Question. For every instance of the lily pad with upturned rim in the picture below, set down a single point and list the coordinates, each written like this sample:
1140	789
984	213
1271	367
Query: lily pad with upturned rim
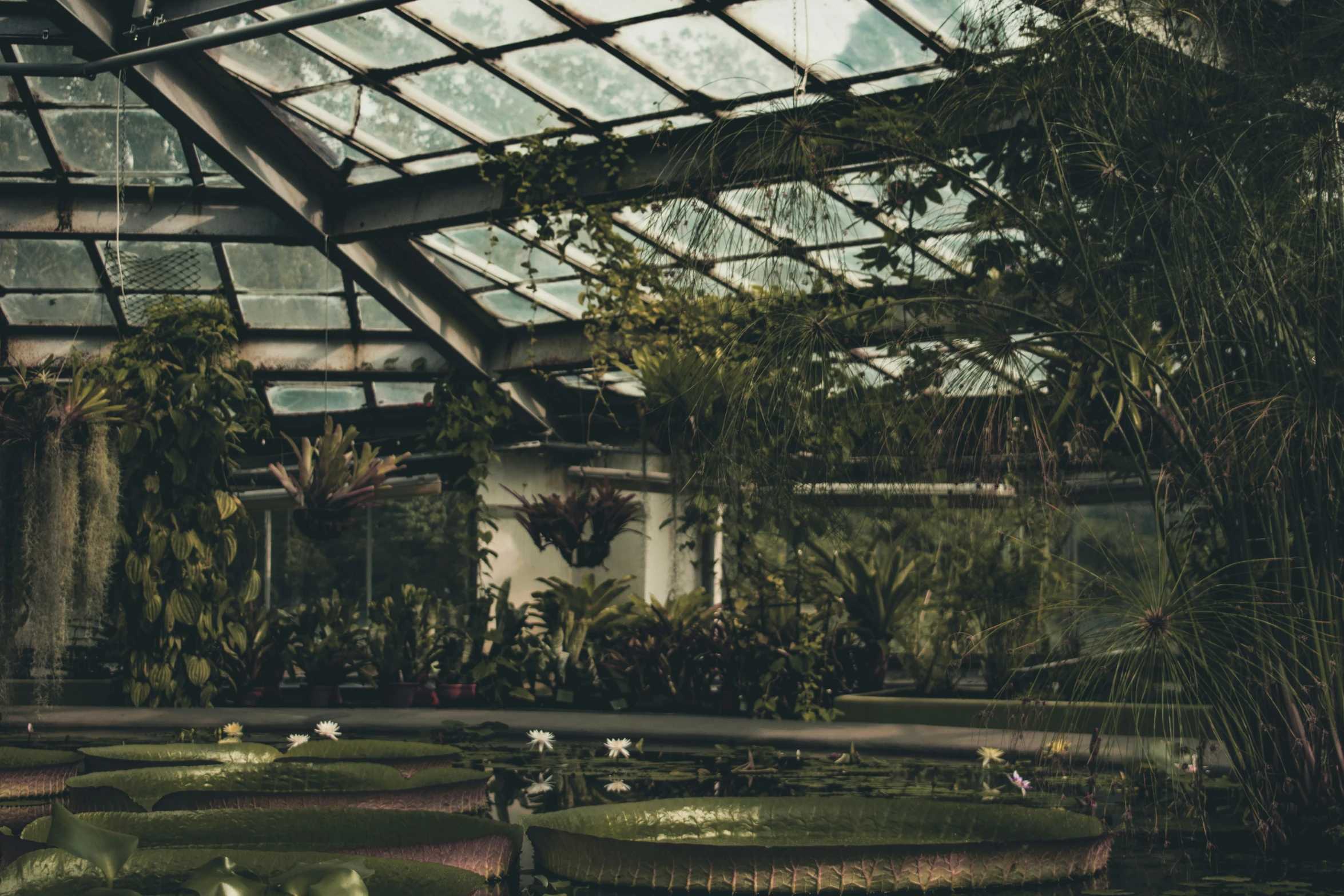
289	785
123	756
53	872
408	756
480	845
807	845
31	774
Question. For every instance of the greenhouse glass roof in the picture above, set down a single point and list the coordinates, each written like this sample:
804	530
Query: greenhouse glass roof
324	179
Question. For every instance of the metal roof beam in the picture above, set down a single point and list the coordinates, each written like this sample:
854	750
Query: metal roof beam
179	214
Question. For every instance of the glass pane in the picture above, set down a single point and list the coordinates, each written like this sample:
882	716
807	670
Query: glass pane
443	163
275	62
315	398
374	314
86	140
578	74
281	268
19	147
289	312
617	10
690	226
396	129
843	37
504	250
801	213
402	393
487	105
512	308
88	309
162	266
46	264
705	54
371	175
375	39
486	23
101	90
464	277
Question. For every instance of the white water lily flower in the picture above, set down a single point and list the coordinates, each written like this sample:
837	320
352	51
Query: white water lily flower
989	754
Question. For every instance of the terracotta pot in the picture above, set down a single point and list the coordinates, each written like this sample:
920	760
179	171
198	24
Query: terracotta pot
456	692
323	525
398	694
323	696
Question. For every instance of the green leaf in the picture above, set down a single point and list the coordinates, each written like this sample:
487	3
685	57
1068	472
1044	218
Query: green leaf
162	871
106	849
480	845
123	756
194	786
745	844
221	878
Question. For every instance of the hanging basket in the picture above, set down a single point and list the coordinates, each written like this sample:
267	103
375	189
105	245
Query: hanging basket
323	525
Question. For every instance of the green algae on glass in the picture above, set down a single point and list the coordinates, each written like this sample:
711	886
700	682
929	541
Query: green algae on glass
846	844
259	786
53	872
150	755
480	845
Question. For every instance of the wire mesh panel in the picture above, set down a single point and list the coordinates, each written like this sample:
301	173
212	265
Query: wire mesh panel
147	281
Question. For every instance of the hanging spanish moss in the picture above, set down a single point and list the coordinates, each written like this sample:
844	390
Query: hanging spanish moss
59	468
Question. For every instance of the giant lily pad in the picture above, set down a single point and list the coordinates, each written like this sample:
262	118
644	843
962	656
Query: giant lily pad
30	774
53	872
154	755
408	756
291	785
807	845
479	845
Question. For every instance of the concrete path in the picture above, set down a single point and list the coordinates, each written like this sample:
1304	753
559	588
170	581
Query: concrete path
658	730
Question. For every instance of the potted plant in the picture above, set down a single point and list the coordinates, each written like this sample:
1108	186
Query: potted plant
333	480
328	644
582	525
250	641
404	643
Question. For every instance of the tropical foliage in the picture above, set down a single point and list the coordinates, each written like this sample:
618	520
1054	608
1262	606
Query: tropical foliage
189	546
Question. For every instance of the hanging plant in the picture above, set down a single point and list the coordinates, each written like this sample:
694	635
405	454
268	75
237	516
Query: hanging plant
59	469
582	525
333	480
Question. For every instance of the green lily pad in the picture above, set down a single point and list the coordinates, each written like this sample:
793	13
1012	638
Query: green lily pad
805	845
31	774
479	845
106	849
289	785
51	872
408	756
154	755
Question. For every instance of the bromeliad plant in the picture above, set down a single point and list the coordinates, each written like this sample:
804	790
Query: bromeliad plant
405	636
582	525
328	641
333	480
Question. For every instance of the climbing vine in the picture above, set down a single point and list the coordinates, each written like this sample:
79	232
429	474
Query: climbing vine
189	543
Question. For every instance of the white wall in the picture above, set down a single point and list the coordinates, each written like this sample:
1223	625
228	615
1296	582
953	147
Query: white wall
650	552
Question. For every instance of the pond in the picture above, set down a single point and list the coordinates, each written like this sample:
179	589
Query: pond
1163	821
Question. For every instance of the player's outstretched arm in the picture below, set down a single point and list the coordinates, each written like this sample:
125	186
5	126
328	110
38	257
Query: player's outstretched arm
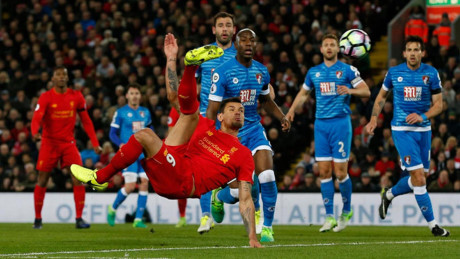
273	109
247	212
172	82
361	90
213	108
378	106
435	110
299	100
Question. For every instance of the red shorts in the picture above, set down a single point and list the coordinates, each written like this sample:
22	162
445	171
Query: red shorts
52	152
169	172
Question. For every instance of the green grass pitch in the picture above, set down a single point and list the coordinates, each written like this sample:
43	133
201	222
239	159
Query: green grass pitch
224	241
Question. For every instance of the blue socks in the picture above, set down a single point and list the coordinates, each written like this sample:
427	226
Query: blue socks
403	186
327	191
225	196
141	203
255	192
121	197
424	202
269	195
345	187
205	203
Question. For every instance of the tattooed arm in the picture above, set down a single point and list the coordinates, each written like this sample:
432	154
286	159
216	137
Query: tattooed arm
172	82
247	212
378	106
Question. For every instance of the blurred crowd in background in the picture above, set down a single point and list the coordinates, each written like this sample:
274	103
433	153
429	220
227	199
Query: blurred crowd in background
107	44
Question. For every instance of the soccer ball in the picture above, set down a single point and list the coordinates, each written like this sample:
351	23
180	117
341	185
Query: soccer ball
355	43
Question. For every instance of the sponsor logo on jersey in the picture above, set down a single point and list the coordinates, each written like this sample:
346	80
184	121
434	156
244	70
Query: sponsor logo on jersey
339	74
426	79
407	160
327	88
248	96
259	78
213	88
215	78
412	93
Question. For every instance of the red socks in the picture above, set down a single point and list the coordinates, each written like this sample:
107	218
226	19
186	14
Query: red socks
39	196
187	91
79	197
125	156
182	206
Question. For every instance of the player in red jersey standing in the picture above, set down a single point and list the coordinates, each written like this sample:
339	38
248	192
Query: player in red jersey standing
56	113
195	157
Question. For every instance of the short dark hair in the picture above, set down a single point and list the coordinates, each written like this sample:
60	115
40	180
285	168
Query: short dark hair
59	68
227	101
330	36
223	15
133	85
413	38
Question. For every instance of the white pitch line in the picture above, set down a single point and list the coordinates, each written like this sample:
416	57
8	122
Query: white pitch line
227	247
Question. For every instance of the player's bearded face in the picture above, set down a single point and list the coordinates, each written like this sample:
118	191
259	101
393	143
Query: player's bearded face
133	95
233	116
413	54
224	30
60	77
329	49
246	45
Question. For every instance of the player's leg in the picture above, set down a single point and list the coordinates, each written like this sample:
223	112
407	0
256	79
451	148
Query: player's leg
418	180
182	204
71	155
39	197
47	160
141	199
341	145
405	143
323	154
206	221
142	141
269	191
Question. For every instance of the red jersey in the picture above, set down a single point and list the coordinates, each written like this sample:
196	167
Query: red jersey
217	157
173	117
56	114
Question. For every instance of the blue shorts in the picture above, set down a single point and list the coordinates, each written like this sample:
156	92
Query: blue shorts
333	139
255	139
414	149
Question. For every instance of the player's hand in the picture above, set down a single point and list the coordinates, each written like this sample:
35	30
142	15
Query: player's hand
170	47
285	124
343	90
98	150
414	118
37	137
370	127
290	116
254	243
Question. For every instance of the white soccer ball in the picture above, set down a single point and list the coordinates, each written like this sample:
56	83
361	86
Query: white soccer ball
355	43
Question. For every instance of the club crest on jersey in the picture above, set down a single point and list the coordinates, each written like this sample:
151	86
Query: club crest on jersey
412	93
407	160
215	78
259	78
425	79
339	74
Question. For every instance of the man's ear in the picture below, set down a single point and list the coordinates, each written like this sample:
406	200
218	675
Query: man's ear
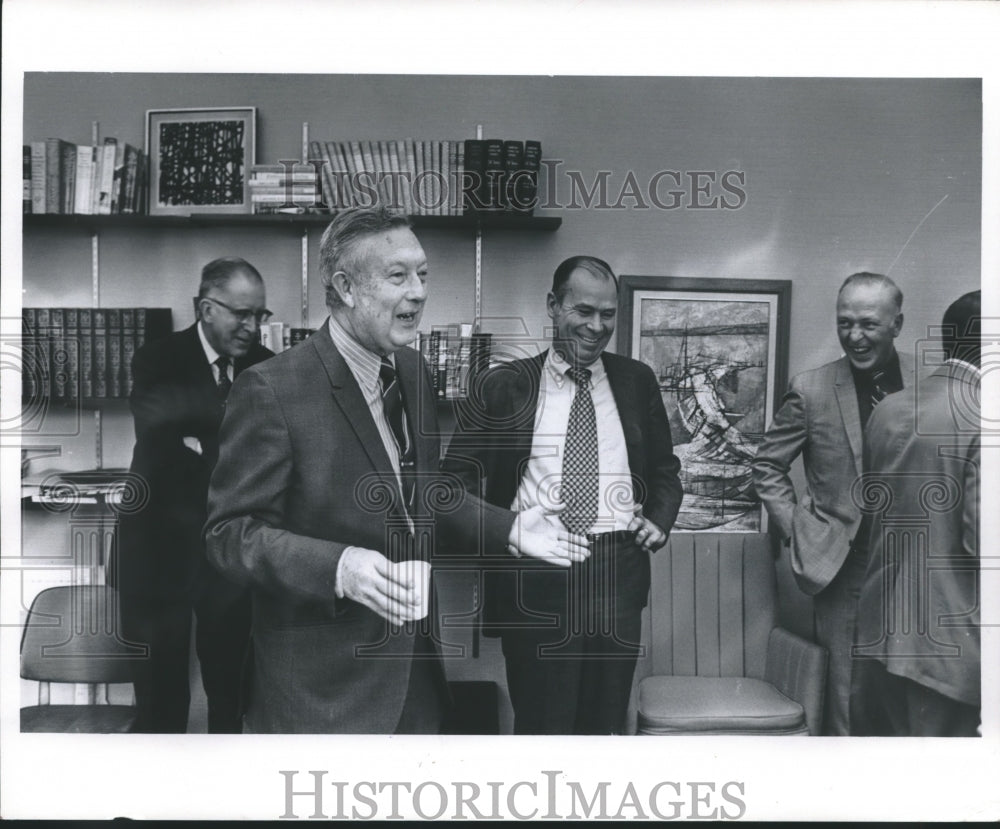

Directions for this task: Which lines of the data include "below"? Copy each of them.

Answer area:
Question. For every instance of the lily pad with upturned rim in the picture below, set down a single point and list the coordinates, each written like this sample:
Question. For every instance of the player's outstretched arm in the picture below, set down a single point and list the coordinates, each written like this sample:
Question. For every instance of the man's ear in the picture below, set down a single point and list the coordinates, each written like this sample:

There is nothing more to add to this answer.